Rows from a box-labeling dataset

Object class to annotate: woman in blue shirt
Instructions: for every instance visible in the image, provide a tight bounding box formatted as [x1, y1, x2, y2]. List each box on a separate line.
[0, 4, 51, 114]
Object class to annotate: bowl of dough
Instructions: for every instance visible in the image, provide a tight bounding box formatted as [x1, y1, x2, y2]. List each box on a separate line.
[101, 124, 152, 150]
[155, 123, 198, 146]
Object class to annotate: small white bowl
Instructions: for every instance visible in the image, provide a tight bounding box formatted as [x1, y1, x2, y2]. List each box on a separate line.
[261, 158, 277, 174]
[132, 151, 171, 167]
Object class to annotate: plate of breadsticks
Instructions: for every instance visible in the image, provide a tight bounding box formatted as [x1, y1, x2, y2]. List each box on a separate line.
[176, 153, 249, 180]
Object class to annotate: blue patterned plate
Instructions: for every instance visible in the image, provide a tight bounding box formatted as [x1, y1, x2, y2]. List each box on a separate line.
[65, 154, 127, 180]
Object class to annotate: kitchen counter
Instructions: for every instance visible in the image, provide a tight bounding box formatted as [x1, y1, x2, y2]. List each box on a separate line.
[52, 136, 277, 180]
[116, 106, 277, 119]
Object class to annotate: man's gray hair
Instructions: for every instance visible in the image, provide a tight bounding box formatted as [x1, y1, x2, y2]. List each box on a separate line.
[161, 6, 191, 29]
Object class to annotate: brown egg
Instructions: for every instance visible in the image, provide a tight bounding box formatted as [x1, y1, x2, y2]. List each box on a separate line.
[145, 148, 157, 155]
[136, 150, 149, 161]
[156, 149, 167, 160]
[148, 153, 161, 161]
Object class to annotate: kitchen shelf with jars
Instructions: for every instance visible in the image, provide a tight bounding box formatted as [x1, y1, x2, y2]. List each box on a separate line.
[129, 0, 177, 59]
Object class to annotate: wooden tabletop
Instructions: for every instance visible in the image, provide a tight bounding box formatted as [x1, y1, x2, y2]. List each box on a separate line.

• Stated problem: Which lines of the items above contain the word "kitchen", with case counting? Extract each of those lines in full.

• Answer below:
Object class to annotate: kitchen counter
Object class to annotate: kitchen shelf with jars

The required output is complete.